> Provided records
'''

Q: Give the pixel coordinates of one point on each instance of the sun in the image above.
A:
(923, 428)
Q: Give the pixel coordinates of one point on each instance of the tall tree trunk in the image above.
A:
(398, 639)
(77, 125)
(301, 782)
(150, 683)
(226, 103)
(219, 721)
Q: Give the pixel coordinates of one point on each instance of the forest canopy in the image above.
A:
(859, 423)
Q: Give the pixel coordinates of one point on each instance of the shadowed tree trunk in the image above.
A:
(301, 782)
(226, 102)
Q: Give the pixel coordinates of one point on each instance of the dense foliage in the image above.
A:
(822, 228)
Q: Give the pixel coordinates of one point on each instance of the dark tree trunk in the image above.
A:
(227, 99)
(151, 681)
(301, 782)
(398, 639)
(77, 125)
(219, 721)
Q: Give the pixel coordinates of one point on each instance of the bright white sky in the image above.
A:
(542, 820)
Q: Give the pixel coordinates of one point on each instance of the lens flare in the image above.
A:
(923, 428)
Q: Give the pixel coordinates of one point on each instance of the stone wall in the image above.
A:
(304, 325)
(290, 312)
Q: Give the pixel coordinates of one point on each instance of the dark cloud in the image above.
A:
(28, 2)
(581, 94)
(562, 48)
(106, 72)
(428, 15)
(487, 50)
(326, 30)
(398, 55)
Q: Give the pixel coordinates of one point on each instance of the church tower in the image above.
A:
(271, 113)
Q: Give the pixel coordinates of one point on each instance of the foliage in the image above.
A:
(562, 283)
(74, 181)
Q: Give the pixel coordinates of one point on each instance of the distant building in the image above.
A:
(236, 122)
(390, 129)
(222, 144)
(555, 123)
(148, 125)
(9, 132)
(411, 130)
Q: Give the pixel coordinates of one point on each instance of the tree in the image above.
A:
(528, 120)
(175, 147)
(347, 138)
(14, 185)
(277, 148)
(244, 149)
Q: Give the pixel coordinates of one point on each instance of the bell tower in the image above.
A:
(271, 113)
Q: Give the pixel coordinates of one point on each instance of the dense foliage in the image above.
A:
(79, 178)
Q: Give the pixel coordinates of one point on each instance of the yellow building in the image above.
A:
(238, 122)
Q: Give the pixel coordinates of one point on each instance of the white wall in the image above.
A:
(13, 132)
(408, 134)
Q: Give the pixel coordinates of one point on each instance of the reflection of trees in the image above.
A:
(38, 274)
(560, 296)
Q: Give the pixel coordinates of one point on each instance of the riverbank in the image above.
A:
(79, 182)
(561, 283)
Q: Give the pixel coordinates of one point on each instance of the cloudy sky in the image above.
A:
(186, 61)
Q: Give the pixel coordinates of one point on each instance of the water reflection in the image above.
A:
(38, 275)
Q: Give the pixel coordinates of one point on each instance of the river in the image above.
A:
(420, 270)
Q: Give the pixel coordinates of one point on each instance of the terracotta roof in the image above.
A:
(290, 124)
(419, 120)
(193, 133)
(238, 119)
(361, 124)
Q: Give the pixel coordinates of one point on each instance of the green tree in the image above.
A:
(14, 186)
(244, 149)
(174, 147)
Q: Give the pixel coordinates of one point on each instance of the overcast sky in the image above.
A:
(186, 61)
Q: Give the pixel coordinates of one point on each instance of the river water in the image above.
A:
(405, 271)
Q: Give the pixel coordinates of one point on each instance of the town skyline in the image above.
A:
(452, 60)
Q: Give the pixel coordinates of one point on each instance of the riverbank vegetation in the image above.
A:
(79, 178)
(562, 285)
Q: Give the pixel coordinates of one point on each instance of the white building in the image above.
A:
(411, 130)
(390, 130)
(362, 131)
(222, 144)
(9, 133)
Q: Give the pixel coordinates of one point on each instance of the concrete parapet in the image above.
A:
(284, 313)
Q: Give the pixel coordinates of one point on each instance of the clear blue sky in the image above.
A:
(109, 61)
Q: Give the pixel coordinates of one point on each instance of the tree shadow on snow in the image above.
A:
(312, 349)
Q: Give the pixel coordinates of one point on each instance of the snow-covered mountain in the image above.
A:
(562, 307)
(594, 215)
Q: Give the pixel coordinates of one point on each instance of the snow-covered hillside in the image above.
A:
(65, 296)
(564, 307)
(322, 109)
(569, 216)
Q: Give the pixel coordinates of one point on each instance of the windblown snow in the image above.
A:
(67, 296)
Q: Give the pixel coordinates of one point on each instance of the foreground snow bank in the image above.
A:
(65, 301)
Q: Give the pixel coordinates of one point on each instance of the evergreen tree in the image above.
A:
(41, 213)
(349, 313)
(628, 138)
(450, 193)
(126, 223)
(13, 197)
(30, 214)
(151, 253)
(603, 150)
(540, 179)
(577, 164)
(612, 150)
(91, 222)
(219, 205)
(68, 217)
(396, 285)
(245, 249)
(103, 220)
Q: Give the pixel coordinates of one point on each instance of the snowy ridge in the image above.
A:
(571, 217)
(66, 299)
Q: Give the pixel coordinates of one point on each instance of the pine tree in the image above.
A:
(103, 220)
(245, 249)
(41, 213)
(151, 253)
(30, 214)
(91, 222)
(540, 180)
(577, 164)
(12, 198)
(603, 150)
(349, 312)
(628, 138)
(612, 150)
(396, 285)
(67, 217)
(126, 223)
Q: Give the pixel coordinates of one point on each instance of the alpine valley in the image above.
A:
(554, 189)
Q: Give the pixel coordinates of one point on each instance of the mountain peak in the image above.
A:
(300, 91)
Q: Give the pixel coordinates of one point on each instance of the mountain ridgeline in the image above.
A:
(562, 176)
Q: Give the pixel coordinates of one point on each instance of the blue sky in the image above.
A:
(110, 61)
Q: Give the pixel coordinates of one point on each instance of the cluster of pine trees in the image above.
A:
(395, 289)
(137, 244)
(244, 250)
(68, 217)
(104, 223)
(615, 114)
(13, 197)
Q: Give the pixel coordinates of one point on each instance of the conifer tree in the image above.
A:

'''

> What is needed
Whenever a line of the entries contains "water", it counts toward the total; state that total alone.

> Reply
2